> _REQUEST 1_: Please say whether each statement agrees with the text on Maurus, bishop of Csanád, answering yes or no and quoting the deciding words: (a) Maurus was the second Bishop of Csanád. (b) Gerard became the first bishop of Csanád in 1024. (c) Maurus found a German named Henry who became lector of the students.

______________________________

- Installed: 1046
- Term ended: 1053 or later
- Predecessor: Gerard
- Successor: unknown

Personal details
- Denomination: Roman Catholic

= Maurus (bishop of Csanád) =

Hungarian Benedictine monk and bishop (died after 1053)

Maurus (Mór; died after 1053) was a Hungarian Benedictine monk in the 11th century, who served as the second Bishop of Csanád from 1046 until at least 1053.

==Early life==
Segments of Maurus' life are preserved by the Long Life of Saint Gerard, the hagiography of Saint Gerard Sagredo, the first bishop of Csanád and his predecessor. Maurus was a confidant of Gerard, who tasked with the conversion of the pagan inhabitants of his diocese after its establishment in 1030. Some historians – e.g. Samu Borovszky – argued that Maurus was of Venetian origin too, and accompanied Gerard from Venice to the Kingdom of Hungary around 1020. However, Gerard's legend says that while Stephen I of Hungary convinced the monk not to continue his pilgrimage to the Holy Land, he sent his traveling companions secretly on their way. Gerard's shorter legend states that Maurus was a Benedictine monk from the Bakonybél Abbey, where near Gerard lived as a hermit from around 1024. There, Maurus became a "faithful companion" of Gerard.

After Stephen I installed Gerard as the first bishop of Csanád in 1030, Maurus followed him to the newly established diocese. The Long Life of Saint Gerard narrates that Gerard established an ecclesiastical school in his episcopal see Csanád (today Cenad, Romania). When its teacher, cantor Walther asked the bishop for another magister to help him in his work due to the growing number of students, Gerard sent Maurus to Székesfehérvár in order to visit the schools located there. Maurus found a German named Henry, who, thereafter, became lector of the students.

______________________________

> _REQUEST 2_: Arrange the entries from the line with "Task: point at every instance of the girl's hand, one" through the last line of the entries, both ends included, as a Markdown table with columns Row and Line. Leave out blank lines.

> _GIVEN DATA_:

______________________________

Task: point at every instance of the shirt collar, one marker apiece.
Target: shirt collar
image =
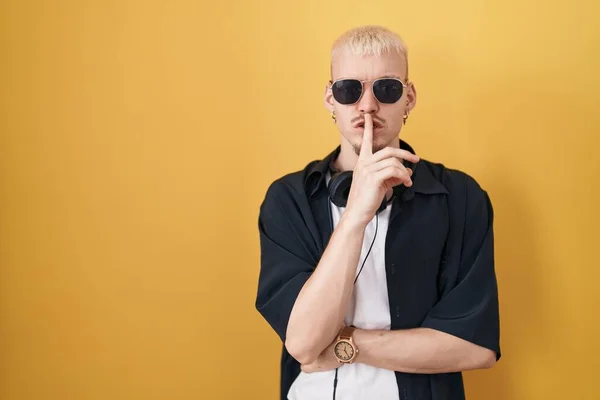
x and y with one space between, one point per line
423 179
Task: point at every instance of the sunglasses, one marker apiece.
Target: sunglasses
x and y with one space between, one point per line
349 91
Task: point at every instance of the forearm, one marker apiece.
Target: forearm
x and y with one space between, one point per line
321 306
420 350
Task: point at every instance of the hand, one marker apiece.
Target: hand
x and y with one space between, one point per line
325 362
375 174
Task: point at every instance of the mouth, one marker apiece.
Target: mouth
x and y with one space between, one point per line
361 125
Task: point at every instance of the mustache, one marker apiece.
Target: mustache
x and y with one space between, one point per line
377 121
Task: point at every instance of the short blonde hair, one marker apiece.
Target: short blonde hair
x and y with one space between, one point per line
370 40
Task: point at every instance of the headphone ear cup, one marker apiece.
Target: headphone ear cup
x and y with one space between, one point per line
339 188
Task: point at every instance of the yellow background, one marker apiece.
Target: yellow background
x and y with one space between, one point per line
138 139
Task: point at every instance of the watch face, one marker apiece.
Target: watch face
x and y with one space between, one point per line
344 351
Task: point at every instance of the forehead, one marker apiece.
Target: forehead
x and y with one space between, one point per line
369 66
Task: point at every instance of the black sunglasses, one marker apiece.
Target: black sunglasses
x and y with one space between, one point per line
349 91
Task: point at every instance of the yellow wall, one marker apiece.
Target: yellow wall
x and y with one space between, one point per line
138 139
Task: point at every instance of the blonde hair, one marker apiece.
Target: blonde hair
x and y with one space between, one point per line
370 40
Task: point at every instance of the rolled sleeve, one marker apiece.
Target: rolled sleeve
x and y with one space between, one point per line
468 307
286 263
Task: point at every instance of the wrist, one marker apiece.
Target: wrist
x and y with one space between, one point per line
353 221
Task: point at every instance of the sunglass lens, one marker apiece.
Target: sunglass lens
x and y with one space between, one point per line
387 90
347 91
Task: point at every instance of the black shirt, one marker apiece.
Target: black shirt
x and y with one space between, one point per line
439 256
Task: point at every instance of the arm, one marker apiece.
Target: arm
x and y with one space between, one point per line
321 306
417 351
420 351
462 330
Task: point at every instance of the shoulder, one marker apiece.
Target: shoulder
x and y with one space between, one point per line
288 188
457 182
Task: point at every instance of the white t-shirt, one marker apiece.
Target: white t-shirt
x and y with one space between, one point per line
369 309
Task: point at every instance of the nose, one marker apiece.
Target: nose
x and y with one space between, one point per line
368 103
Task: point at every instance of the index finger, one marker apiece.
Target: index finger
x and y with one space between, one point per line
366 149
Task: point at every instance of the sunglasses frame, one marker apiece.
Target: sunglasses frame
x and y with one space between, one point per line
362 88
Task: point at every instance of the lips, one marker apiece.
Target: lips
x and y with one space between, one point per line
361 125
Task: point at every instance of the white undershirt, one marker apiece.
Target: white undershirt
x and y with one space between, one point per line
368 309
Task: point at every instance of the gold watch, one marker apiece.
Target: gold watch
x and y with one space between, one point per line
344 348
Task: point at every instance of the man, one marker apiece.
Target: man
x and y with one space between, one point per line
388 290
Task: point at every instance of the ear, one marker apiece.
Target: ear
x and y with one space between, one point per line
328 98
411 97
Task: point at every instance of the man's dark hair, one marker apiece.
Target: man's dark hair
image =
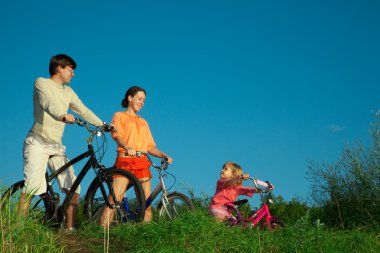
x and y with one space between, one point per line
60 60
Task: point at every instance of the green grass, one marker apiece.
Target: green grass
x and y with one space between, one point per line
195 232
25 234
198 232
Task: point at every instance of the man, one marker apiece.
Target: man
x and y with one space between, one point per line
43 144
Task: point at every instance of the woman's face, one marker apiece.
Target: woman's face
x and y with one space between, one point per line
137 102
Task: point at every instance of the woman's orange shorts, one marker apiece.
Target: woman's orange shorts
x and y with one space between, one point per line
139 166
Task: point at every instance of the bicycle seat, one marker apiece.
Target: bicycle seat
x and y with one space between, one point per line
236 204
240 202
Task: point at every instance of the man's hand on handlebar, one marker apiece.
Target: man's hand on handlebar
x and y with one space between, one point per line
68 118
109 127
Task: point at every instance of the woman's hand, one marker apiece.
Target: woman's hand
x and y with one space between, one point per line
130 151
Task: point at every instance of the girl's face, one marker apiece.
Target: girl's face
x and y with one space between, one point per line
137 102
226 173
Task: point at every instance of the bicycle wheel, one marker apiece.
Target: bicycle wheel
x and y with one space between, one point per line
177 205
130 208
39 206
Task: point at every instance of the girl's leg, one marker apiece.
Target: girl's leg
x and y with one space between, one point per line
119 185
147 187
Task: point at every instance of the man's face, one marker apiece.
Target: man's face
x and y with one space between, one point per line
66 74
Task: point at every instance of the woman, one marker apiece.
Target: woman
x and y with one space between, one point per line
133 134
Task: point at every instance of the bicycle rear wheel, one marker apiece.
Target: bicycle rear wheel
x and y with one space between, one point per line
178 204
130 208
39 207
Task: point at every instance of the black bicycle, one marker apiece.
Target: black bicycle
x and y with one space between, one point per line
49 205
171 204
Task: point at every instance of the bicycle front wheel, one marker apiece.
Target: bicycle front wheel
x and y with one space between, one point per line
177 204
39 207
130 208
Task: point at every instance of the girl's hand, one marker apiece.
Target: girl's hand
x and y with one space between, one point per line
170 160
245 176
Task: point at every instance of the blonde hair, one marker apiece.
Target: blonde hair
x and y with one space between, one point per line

______________________________

> _TASK OUTPUT 1_:
(a) Yes: "who served as the second Bishop of Csanád from 1046 until at least 1053"
(b) No: "After Stephen I installed Gerard as the first bishop of Csanád in 1030"
(c) Yes: "Maurus found a German named Henry, who, thereafter, became lector of the students."

> _TASK OUTPUT 2_:
| Row | Line |
|---|---|
| 1 | Task: point at every instance of the girl's hand, one marker apiece. |
| 2 | Target: girl's hand |
| 3 | x and y with one space between, one point per line |
| 4 | 170 160 |
| 5 | 245 176 |
| 6 | Task: point at every instance of the blonde hair, one marker apiece. |
| 7 | Target: blonde hair |
| 8 | x and y with one space between, one point per line |